**EXTRACT TO READ:**
Proof and precise formulation of Welch-Satterthwaite equation

Question

In my statistics course notes the Welch-Satterthwaite equation, as used in the derivation of the Welch test, is formulated as follows:

Suppose $S_1^2, \ldots, S_n^2$ are sample variances of $n$ samples, where the $k$-th sample is a sample of size $m_k$ from a population with distribution $N(\mu_k, \sigma_k^2)$. For any real numbers $a_1, \ldots, a_n$, the statistic $$ L = \frac{\nu}{\sum_{k=1}^{n} a_k\sigma_k^2}\sum_{k=1}^n a_kS_k^2 $$ with $$ \nu = \frac{\left(\sum_{k=1}^m a_kS_k^2\right)^2}{\sum_{k=1}^m \frac{(a_kS_k^2)^2}{N_k - 1}} $$ approximately (sic) follows a chi-squared distribution with $\nu$ degrees of freedom.

Doing a quick Google search, most sources seem to follow a similar formulation. There are a few questions I have though:

1. How can the number of degrees of freedom of a chi-squared distribution depend on the statistics $S_i$? Shouldn't the number of degrees of freedom be a constant?
2. What does 'approximately follow a distribution' mean? This is closely related to my third question:
3. How can one justify this approximation? All 'proofs' I have seen on the internet seem to assume that $L$ follows a chi-squared distribution and then show that $\nu$ must have the stated value, using basic properties of expected value and variance. Even those arguments are confusing to mee, since they seem to ignore the fact that the $S_i$ are itself stochastic variables and not known constants.

I found a link to the original papers by Welch and Satterthwaite, which I can't access freely. I wonder if there is a reasonably short answer to at least the first two of my questions. Us students are not expected to be able to prove the equation, so it's not that bad if there is no readily available proof, but I'd like to at least understand the statement itself.

Answer 1

The following comes from my mulling over the approximation Welch points out in the paper you cite, with some more explicit mathematical manipulation and points of explanation.

The Setup

Let us consider a case where we are estimating the difference in population means between two independent Normally distributed random variables $A_1 \sim N(0, \sigma_1^2)$ and $A_2 \sim N(0, \sigma_2^2)$, and we use the unbiased estimators $\hat{\sigma_1}^2$ and $\hat{\sigma_2}^2$ for the unknown variances. Note that, assuming we have $n_1$ and $n_2$ independent and identically distributed observations from $A_1$ and $A_2$ respectively, $$\frac{\hat{\sigma_1}^2}{n_1} + \frac{\hat{\sigma_2}^2}{n_2} \sim \frac{\sigma_1^2}{n_1f_1}\chi^2_{f_1} + \frac{\sigma_2^2}{n_2f_2}\chi^2_{f_1}$$ -- this will be relevant for our "big reveal" at the end.

**EXTRACTED ENTRIES:**
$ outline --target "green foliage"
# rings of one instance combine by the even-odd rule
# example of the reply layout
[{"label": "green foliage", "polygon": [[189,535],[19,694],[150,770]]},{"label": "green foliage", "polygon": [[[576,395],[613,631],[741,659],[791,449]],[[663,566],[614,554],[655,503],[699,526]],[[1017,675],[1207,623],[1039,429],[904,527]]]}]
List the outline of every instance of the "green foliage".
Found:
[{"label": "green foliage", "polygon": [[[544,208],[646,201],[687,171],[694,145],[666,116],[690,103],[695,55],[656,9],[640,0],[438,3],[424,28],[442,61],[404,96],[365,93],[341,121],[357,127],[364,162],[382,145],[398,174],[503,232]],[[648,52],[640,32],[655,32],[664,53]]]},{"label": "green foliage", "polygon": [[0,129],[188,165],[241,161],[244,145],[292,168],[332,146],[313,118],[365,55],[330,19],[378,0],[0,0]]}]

* * *

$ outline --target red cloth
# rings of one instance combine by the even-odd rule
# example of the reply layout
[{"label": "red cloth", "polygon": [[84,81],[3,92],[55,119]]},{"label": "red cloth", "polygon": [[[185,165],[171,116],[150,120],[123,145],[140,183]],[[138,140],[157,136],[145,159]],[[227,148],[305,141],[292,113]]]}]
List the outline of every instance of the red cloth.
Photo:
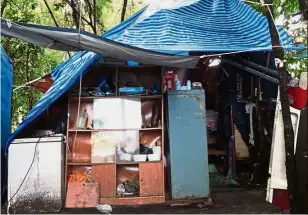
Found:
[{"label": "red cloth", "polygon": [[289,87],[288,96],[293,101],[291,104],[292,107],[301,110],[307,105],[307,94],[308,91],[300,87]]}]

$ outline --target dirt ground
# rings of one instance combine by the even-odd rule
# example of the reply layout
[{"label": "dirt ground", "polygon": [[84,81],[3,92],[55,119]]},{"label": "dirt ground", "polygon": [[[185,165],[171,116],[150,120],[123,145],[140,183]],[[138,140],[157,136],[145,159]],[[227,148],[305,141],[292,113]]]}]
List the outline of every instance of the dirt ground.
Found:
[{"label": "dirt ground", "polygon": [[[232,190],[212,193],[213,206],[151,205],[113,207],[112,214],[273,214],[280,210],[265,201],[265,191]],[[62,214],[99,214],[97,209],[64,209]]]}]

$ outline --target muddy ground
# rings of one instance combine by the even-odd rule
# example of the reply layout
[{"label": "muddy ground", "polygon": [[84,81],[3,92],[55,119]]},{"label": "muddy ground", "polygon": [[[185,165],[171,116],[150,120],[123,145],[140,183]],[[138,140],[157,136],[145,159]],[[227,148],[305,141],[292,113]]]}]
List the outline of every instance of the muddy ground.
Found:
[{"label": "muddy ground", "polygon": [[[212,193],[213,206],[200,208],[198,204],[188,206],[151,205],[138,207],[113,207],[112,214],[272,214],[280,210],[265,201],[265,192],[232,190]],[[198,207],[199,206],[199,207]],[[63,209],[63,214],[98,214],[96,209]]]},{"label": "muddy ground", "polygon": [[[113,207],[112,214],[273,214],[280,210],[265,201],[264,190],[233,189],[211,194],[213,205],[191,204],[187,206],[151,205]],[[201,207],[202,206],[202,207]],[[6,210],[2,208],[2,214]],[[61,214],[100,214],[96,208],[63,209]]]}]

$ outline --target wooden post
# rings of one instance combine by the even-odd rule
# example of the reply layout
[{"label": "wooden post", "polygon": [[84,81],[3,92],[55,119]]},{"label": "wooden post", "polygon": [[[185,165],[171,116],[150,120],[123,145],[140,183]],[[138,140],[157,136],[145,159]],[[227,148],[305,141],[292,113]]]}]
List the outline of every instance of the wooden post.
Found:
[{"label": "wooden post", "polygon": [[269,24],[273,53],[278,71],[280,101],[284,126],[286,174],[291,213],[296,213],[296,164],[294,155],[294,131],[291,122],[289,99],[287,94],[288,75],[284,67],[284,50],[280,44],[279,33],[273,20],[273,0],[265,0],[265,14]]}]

**REQUEST 1:**
Reproduce word for word the part of the Welch-Satterthwaite thread starting at "Suppose $S_1^2, \ldots, S_n^2$" and ending at "degrees of freedom.".
**REQUEST 2:**
Answer these questions from the Welch-Satterthwaite thread.
(a) According to the course notes, what distribution does the population of the k-th sample have?
(b) Why can't the asker read the original papers by Welch and Satterthwaite?
(c) In the setup of the first answer, what kind of estimators are used for the unknown variances?
**REQUEST 3:**
Write the next part of the Welch-Satterthwaite thread, continuing the first answer from its last sentence.
The records are material of their own, unrelated to the thread on the Welch-Satterthwaite equation.

**FINAL ANSWER 1:**
Suppose $S_1^2, \ldots, S_n^2$ are sample variances of $n$ samples, where the $k$-th sample is a sample of size $m_k$ from a population with distribution $N(\mu_k, \sigma_k^2)$. For any real numbers $a_1, \ldots, a_n$, the statistic $$ L = \frac{\nu}{\sum_{k=1}^{n} a_k\sigma_k^2}\sum_{k=1}^n a_kS_k^2 $$ with $$ \nu = \frac{\left(\sum_{k=1}^m a_kS_k^2\right)^2}{\sum_{k=1}^m \frac{(a_kS_k^2)^2}{N_k - 1}} $$ approximately (sic) follows a chi-squared distribution with $\nu$ degrees of freedom.

**FINAL ANSWER 2:**
(a) N(μ_k, σ_k²)
(b) The asker can't access them freely.
(c) Unbiased estimators

**FINAL ANSWER 3:**
The Derivation

We first start a bit more generally. Let us define a random variable $X = a\chi^2_{f_1} + b\chi^2_{f_2}$. Note that $E[X] = af_1 + bf_2$ and $Var(X) = 2(a^2f_1 + b^2f_2)$.

Rather than calculate $X$'s probability distribution exactly, say via convolution, we'd like to approximate $X$'s probability distribution using a chi-square distribution with appropriate parameters and possibly with some rescaling of our input; i.e., we'd like to find $f,g$ such that

$$f_X(x)d(x) \approx f_Y\left(\frac{x}{g}\right)d\left(\frac{x}{g}\right)$$

and $Y \sim \chi^2_f$. In particular (remembering to take into account the scaling factor $g$), due to random variables being completely characterized by their CDFs (and in this case for absolutely continuous r.v's, by their PDFs), this would mean $\frac{X}{g} \approx Y \sim \chi^2_f$.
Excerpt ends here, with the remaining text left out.